▶ _What to produce_
Starting at the line that contains "For the benchmark, annotate every instance of the patterned" and ending with the last line of the entries below, rewrite those lines as a numbered list, leaving out any blank lines.

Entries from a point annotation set
· · · · ·
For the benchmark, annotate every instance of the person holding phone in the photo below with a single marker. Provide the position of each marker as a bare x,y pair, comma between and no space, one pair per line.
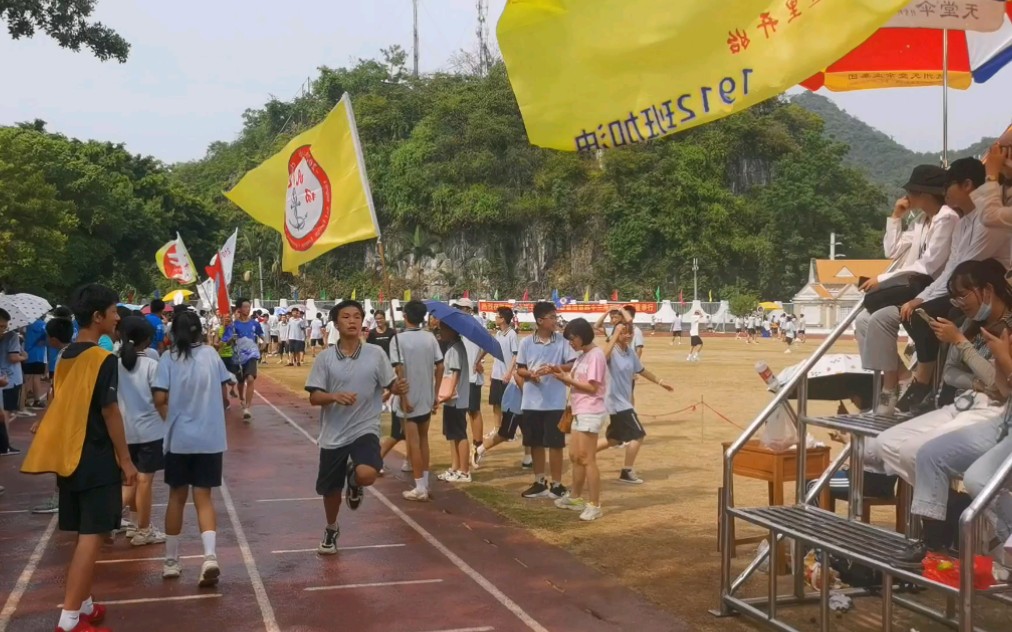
923,248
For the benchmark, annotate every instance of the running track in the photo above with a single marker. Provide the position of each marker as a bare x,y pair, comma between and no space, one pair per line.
449,565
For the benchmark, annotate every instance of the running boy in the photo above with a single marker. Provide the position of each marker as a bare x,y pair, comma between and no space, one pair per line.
543,399
347,382
189,389
82,444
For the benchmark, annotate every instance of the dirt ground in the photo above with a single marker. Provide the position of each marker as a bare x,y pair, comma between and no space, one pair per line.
660,538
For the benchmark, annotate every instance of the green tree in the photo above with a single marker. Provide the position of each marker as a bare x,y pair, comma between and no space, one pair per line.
67,22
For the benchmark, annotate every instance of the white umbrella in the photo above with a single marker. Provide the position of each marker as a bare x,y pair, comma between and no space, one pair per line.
23,308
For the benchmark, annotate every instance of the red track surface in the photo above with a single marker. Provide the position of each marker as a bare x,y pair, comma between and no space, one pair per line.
464,569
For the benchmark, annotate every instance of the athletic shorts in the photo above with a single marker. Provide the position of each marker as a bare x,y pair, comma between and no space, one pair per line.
454,424
589,423
195,470
91,512
12,398
540,430
397,424
624,426
508,427
496,390
248,369
475,404
333,473
148,457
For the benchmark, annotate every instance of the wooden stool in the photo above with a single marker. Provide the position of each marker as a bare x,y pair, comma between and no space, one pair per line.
755,461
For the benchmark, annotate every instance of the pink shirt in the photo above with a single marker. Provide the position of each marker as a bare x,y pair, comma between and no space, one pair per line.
591,367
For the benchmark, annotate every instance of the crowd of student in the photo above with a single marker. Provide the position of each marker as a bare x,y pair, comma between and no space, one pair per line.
948,289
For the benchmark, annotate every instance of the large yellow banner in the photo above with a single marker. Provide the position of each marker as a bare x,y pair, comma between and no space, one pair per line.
598,74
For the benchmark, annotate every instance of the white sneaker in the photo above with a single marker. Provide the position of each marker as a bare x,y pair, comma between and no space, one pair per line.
447,476
591,512
419,495
171,569
209,571
148,536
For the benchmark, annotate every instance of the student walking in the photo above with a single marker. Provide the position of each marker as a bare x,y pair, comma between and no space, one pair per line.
587,381
189,389
347,382
83,426
143,423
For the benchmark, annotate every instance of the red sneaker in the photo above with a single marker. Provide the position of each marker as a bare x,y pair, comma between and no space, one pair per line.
84,626
97,615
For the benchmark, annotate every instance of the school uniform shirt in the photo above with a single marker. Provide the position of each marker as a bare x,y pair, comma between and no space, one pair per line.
591,366
98,466
381,340
549,393
195,424
972,241
137,402
457,362
509,343
10,345
297,330
365,372
623,365
418,351
35,341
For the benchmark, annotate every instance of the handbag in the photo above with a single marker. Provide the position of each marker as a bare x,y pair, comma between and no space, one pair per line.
897,290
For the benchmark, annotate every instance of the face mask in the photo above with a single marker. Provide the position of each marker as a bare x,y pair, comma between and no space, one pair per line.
984,312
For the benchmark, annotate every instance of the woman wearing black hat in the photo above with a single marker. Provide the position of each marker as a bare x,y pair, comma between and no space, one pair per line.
923,250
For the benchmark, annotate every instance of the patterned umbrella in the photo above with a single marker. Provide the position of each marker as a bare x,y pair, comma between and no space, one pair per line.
23,308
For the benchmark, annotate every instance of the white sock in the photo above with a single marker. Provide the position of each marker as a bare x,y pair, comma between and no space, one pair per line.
207,537
172,547
69,619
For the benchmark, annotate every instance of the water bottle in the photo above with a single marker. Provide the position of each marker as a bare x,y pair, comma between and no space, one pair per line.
· · · · ·
▶ _Written reply_
1. For the benchmark, annotate every instance of the patterned umbrella in the photo above with a single marker. Provide the position of each marker as a bare x,y pair, comma between and no space, one pair per line.
2. 23,308
3. For the benchmark, annotate every instance of the white sock in the photo above with a single marker. Provide the position of each marker as a bare x,y pair, comma between and no space, one pair per line.
4. 207,537
5. 172,547
6. 69,619
7. For the benchmark, annotate every instance of the water bottle in the photo above with a single marker. Provide the position of each marker as a bare x,y pair, comma between and no space, one pair per line.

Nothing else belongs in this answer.